-- Provided data follows --
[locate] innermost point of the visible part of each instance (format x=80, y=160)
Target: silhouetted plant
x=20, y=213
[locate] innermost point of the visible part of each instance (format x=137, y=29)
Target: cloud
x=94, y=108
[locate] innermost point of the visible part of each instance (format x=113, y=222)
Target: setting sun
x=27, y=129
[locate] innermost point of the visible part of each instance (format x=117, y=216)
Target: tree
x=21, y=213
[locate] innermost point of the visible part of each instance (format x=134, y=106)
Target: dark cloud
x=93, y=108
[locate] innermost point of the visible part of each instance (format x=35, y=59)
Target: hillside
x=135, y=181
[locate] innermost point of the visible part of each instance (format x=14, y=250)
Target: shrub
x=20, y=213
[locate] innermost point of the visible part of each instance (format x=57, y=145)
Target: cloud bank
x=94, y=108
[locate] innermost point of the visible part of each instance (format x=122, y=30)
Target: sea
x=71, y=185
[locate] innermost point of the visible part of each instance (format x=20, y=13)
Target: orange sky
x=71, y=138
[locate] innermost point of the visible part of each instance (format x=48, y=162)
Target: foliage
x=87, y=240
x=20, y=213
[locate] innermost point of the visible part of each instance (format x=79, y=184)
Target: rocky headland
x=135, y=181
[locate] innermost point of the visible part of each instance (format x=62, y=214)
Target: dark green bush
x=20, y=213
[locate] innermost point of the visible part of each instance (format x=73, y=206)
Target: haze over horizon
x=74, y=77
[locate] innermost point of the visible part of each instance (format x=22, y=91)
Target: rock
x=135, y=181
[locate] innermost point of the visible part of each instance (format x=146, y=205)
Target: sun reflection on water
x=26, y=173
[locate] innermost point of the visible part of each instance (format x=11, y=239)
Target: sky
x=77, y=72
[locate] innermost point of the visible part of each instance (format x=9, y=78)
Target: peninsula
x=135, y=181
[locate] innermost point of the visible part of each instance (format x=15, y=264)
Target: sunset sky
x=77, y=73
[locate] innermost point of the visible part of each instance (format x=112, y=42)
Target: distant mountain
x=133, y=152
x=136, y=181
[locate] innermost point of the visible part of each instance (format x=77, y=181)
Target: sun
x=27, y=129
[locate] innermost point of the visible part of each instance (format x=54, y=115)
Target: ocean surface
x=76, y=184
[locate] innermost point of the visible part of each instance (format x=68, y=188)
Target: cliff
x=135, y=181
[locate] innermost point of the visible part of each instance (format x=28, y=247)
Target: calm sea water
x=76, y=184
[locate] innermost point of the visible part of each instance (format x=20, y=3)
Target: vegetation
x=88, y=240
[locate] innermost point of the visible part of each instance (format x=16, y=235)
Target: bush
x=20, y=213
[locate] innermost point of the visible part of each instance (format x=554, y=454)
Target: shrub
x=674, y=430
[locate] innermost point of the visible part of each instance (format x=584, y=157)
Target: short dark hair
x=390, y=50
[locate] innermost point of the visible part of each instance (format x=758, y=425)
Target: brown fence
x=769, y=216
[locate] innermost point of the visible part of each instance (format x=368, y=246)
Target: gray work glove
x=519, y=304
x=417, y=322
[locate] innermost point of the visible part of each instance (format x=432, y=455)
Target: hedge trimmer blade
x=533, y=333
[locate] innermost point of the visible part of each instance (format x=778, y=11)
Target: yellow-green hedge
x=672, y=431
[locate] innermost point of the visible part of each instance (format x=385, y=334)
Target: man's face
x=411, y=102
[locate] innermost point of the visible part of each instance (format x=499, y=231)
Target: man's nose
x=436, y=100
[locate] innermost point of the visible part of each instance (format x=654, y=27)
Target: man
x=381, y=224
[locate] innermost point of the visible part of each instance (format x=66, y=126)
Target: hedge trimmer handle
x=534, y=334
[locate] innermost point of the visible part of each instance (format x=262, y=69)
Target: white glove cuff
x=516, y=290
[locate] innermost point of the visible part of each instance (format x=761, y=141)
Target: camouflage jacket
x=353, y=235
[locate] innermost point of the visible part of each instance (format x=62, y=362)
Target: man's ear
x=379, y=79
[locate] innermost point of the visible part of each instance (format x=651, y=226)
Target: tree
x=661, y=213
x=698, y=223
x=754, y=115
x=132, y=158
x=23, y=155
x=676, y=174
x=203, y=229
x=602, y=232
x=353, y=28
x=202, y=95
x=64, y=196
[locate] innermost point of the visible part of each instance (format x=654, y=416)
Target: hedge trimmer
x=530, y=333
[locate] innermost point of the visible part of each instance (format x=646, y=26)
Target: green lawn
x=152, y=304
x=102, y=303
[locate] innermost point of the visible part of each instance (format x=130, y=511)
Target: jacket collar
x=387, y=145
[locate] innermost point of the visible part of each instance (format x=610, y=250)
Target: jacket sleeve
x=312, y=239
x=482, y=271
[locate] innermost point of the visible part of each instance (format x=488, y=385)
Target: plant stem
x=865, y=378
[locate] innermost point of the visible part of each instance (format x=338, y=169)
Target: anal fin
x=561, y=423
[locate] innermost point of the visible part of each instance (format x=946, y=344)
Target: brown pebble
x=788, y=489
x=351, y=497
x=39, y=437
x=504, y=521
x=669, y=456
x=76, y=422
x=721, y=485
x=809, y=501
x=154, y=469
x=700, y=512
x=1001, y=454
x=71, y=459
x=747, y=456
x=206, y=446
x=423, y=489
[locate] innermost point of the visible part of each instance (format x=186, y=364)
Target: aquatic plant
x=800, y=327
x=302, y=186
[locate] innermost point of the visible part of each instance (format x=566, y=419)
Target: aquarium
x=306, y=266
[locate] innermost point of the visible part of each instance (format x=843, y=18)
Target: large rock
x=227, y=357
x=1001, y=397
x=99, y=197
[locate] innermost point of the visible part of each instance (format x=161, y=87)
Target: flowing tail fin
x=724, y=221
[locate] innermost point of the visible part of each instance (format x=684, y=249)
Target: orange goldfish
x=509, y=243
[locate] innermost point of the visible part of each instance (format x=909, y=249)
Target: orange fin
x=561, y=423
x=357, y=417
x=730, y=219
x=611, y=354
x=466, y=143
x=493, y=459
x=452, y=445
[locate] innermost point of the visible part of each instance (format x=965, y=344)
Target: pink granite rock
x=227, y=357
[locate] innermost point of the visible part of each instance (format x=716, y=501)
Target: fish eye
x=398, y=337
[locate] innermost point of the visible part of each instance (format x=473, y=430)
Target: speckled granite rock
-- Provided data concluded --
» What needs to be done:
Each record above should be given again exactly as it appears.

» Written reply:
[locate] innermost point of the visible part of each instance (format x=80, y=160)
Target: silhouetted plant
x=20, y=213
[locate] innermost point of the visible part of each instance (format x=137, y=29)
Target: cloud
x=94, y=108
[locate] innermost point of the visible part of each instance (format x=113, y=222)
Target: setting sun
x=27, y=129
[locate] innermost point of the visible part of each instance (format x=117, y=216)
Target: tree
x=21, y=213
[locate] innermost point of the visible part of each instance (format x=134, y=106)
Target: dark cloud
x=93, y=108
[locate] innermost point of the visible part of each instance (format x=35, y=59)
Target: hillside
x=135, y=181
[locate] innermost point of the visible part of each instance (format x=14, y=250)
Target: shrub
x=20, y=213
[locate] innermost point of the visible part of each instance (format x=57, y=145)
Target: cloud bank
x=94, y=108
[locate] innermost point of the visible part of each instance (format x=122, y=30)
Target: sea
x=71, y=185
[locate] innermost point of the visible part of each instance (format x=20, y=13)
Target: orange sky
x=71, y=138
[locate] innermost point of the visible part of each instance (format x=48, y=162)
Target: foliage
x=87, y=240
x=20, y=213
[locate] innermost point of the visible part of each instance (format x=79, y=184)
Target: rocky headland
x=135, y=181
[locate] innermost point of the visible part of each instance (format x=62, y=214)
Target: dark green bush
x=20, y=213
[locate] innermost point of the visible part of each instance (format x=73, y=206)
Target: haze over horizon
x=74, y=77
[locate] innermost point of the visible part of each instance (format x=22, y=91)
Target: rock
x=135, y=181
[locate] innermost point of the visible part of each instance (format x=146, y=205)
Target: sun reflection on water
x=26, y=173
[locate] innermost point of the visible part of each instance (format x=11, y=239)
Target: sky
x=77, y=72
[locate] innermost point of the visible part of each instance (format x=9, y=78)
Target: peninsula
x=135, y=181
[locate] innermost point of the visible part of each instance (format x=15, y=264)
Target: sunset sky
x=77, y=73
[locate] innermost point of the visible part of each instance (format x=112, y=42)
Target: distant mountain
x=133, y=152
x=136, y=181
[locate] innermost point of the visible part of each instance (format x=77, y=181)
Target: sun
x=27, y=129
[locate] innermost point of the visible part of each instance (format x=54, y=115)
Target: ocean surface
x=76, y=184
[locate] innermost point of the visible part of each instance (format x=68, y=188)
Target: cliff
x=135, y=181
[locate] innermost point of the visible part of each instance (format x=28, y=247)
Target: calm sea water
x=76, y=184
[locate] innermost point of the visible part of each instance (format x=20, y=3)
Target: vegetation
x=88, y=240
[locate] innermost point of the visible part of each instance (format x=16, y=235)
Target: bush
x=20, y=213
[locate] innermost point of the visible part of each instance (format x=554, y=454)
Target: shrub
x=674, y=430
[locate] innermost point of the visible part of each instance (format x=584, y=157)
Target: short dark hair
x=390, y=50
[locate] innermost point of the visible part of each instance (format x=758, y=425)
Target: brown fence
x=769, y=216
[locate] innermost point of the visible part of each instance (format x=368, y=246)
Target: gray work glove
x=519, y=304
x=417, y=322
[locate] innermost point of the visible part of each instance (format x=432, y=455)
Target: hedge trimmer blade
x=533, y=333
[locate] innermost point of the visible part of each instance (format x=778, y=11)
Target: yellow-green hedge
x=672, y=431
[locate] innermost point of the visible part of each instance (format x=385, y=334)
Target: man's face
x=411, y=102
[locate] innermost point of the visible part of each instance (format x=499, y=231)
Target: man's nose
x=436, y=100
[locate] innermost point of the visible part of each instance (format x=654, y=27)
Target: man
x=381, y=224
[locate] innermost point of the visible part of each instance (format x=66, y=126)
Target: hedge trimmer handle
x=534, y=334
[locate] innermost point of the visible part of each instance (format x=262, y=69)
Target: white glove cuff
x=516, y=290
[locate] innermost point of the visible part of each instance (format x=761, y=141)
Target: camouflage jacket
x=353, y=235
[locate] innermost point of the visible part of each instance (format x=62, y=362)
Target: man's ear
x=379, y=79
[locate] innermost point of the visible part of each instance (format x=651, y=226)
Target: tree
x=661, y=213
x=698, y=223
x=754, y=115
x=132, y=158
x=23, y=155
x=676, y=174
x=203, y=229
x=602, y=232
x=353, y=28
x=202, y=95
x=64, y=196
[locate] innermost point of the visible part of each instance (format x=654, y=416)
Target: hedge trimmer
x=530, y=333
[locate] innermost point of the visible part of each instance (format x=646, y=26)
Target: green lawn
x=152, y=304
x=102, y=303
[locate] innermost point of the visible part of each instance (format x=130, y=511)
Target: jacket collar
x=387, y=145
[locate] innermost point of the visible part of each instance (format x=610, y=250)
Target: jacket sleeve
x=312, y=239
x=482, y=271
[locate] innermost point of the visible part of each instance (format x=488, y=385)
Target: plant stem
x=865, y=378
[locate] innermost point of the visible part of each instance (format x=338, y=169)
Target: anal fin
x=561, y=423
[locate] innermost point of the visible part of each instance (format x=946, y=344)
Target: brown pebble
x=788, y=489
x=351, y=497
x=39, y=437
x=504, y=521
x=669, y=456
x=76, y=422
x=721, y=485
x=809, y=501
x=154, y=469
x=700, y=512
x=1001, y=454
x=71, y=459
x=747, y=456
x=206, y=446
x=423, y=489
[locate] innermost point of the visible part of each instance (format x=186, y=364)
Target: aquatic plant
x=800, y=327
x=302, y=186
[locate] innermost point of the visible part of each instance (format x=566, y=419)
Target: aquarium
x=306, y=266
[locate] innermost point of the visible part of each instance (format x=843, y=18)
Target: large rock
x=227, y=357
x=1001, y=397
x=99, y=197
[locate] innermost point of the visible part of each instance (format x=161, y=87)
Target: flowing tail fin
x=724, y=221
[locate] innermost point of the visible part of each instance (format x=684, y=249)
Target: orange goldfish
x=509, y=243
[locate] innermost point of the visible part of each instance (format x=909, y=249)
Target: orange fin
x=561, y=423
x=357, y=417
x=730, y=219
x=611, y=354
x=466, y=143
x=493, y=459
x=452, y=445
[locate] innermost point of the visible part of each instance (format x=965, y=344)
Target: pink granite rock
x=227, y=357
[locate] innermost point of the visible part of each instance (format x=716, y=501)
Target: fish eye
x=398, y=337
[locate] innermost point of the visible part of each instance (format x=473, y=430)
Target: speckled granite rock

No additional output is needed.